▸ **TASK PROMPT**
Output the entries from the beginning through the line containing "524 152 L 524" as a two-column CSV with the headers instruction and response. Give one row per entry, placing the entry's text and its answer each in a single quoted field, with line breaks replaced by spaces.

▸ **SUPPLIED DATA**
⟨

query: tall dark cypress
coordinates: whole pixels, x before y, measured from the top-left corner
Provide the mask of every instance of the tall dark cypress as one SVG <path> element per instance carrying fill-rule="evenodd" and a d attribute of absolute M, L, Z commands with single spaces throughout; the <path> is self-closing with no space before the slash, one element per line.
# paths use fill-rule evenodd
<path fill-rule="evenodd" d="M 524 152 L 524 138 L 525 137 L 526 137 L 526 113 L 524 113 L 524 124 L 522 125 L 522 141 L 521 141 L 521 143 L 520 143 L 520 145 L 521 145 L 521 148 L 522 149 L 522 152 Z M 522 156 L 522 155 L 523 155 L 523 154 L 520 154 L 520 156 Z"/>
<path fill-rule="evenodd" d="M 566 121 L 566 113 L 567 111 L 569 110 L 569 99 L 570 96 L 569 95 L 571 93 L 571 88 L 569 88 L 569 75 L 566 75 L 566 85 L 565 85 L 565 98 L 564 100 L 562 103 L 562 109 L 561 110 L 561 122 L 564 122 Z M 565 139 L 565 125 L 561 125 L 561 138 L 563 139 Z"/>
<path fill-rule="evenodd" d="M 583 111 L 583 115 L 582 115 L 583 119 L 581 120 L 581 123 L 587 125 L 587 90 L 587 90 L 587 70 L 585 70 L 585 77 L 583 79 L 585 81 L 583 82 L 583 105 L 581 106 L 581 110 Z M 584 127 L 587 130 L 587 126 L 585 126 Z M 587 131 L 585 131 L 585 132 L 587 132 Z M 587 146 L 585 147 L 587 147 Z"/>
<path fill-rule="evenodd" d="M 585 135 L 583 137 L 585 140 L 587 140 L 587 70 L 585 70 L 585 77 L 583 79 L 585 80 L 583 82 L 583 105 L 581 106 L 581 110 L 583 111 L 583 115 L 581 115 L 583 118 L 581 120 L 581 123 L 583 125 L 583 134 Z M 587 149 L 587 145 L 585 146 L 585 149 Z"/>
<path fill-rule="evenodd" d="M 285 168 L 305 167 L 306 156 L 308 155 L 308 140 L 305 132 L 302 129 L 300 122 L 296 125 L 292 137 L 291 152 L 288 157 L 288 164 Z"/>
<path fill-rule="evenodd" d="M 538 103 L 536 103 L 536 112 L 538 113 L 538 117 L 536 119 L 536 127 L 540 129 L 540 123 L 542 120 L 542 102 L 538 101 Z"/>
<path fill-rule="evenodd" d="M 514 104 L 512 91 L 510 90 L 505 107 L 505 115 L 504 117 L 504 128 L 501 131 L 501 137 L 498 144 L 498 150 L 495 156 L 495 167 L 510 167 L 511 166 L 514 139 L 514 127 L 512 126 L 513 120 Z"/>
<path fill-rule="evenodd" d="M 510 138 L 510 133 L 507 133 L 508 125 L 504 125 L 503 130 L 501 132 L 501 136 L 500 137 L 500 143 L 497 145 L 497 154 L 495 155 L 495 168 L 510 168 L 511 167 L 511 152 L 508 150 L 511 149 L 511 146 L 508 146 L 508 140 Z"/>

⟩

▸ **FINAL ANSWER**
instruction,response
"query: tall dark cypress coordinates: whole pixels, x before y, measured from the top-left corner Provide the mask of every instance of the tall dark cypress as one SVG <path> element per instance carrying fill-rule=""evenodd"" and a d attribute of absolute M, L, Z commands with single spaces throughout; the <path> is self-closing with no space before the slash, one element per line. # paths use fill-rule evenodd","<path fill-rule=""evenodd"" d=""M 524 152 L 524 138 L 525 137 L 526 137 L 526 113 L 524 113 L 524 124 L 522 125 L 522 141 L 521 141 L 521 143 L 520 143 L 520 145 L 521 145 L 521 148 L 522 149 L 522 152 Z M 522 156 L 522 155 L 523 155 L 523 154 L 520 154 L 520 156 Z""/>"